Given request
Return the rows below unchanged, from the line with "Lab microscopy module: scan the image above for the small" up to and including the line with "xmin=389 ymin=287 xmax=486 ymax=331".

Excerpt from a dataset
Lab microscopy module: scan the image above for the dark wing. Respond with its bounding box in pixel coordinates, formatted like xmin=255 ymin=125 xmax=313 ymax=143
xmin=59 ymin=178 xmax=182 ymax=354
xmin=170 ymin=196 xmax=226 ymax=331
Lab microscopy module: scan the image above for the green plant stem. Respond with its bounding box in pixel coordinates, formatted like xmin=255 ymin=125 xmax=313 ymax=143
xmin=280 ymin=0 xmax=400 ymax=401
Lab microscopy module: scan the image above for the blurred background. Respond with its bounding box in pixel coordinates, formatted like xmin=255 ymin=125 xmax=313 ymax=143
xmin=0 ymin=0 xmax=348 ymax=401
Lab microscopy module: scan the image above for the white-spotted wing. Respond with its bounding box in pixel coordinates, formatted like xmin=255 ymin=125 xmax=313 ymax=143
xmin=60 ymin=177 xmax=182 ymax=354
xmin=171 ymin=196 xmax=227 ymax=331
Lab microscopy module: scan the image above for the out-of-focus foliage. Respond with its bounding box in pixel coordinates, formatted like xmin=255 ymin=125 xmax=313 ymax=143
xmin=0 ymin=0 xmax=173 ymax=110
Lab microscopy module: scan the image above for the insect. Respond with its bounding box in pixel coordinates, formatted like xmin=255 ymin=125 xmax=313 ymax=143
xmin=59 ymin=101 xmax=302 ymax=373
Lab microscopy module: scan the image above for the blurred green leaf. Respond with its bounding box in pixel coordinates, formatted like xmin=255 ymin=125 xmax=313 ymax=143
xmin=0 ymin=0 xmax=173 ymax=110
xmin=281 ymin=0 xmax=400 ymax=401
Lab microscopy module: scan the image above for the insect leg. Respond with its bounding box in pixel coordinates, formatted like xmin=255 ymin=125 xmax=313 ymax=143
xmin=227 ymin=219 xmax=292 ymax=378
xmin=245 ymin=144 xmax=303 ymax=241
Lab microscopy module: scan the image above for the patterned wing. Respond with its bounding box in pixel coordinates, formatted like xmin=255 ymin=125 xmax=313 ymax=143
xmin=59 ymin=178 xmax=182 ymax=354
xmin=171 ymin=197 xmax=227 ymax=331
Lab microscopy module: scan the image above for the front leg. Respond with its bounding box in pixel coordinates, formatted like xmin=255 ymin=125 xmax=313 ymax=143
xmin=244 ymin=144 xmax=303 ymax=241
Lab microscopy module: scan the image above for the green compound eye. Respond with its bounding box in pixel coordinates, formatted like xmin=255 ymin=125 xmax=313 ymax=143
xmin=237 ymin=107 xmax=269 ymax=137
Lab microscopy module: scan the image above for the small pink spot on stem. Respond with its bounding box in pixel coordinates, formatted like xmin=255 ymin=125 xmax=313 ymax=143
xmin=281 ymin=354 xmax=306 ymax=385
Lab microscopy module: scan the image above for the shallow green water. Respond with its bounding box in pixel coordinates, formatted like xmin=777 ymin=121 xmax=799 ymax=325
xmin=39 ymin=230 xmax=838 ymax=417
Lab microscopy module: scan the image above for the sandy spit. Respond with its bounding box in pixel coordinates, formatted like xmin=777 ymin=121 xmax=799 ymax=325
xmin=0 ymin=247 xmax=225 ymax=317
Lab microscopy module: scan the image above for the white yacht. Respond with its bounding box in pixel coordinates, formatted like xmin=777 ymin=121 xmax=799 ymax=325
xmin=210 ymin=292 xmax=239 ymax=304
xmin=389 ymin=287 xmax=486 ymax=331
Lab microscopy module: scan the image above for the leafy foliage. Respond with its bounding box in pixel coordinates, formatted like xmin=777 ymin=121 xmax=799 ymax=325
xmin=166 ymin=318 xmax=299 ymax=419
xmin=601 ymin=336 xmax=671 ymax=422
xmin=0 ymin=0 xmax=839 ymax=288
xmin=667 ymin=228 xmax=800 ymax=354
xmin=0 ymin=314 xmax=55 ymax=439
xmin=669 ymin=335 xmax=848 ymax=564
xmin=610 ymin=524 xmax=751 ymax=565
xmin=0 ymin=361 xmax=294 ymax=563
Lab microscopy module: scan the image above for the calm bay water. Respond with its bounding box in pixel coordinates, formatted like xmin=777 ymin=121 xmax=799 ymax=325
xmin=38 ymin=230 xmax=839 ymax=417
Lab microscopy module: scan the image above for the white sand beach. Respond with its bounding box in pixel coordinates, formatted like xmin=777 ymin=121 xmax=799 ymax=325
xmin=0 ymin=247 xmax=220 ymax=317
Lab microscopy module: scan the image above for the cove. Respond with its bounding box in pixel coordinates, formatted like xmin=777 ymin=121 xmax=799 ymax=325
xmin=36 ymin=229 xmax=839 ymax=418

Task result
Lab microscopy module: scan the image above for the small pink spot on stem. Respond with its bounding box in pixel coordinates, formatted like xmin=255 ymin=125 xmax=313 ymax=143
xmin=281 ymin=354 xmax=306 ymax=385
Lab microscopy module: scan the image above for the shallow green water. Respond with its bounding box in pixel coordinates, formatted like xmin=777 ymin=121 xmax=799 ymax=325
xmin=39 ymin=230 xmax=838 ymax=417
Lab microscopy module: scan the image above for the sandy spit. Respond with its bounding box in pixel coordinates, formatted like xmin=777 ymin=121 xmax=799 ymax=325
xmin=0 ymin=247 xmax=225 ymax=317
Lab microscopy module: scan the image above for the white yacht. Respond with its bounding box in pixel coordinates, formatted like xmin=777 ymin=121 xmax=799 ymax=325
xmin=210 ymin=292 xmax=239 ymax=304
xmin=389 ymin=287 xmax=486 ymax=331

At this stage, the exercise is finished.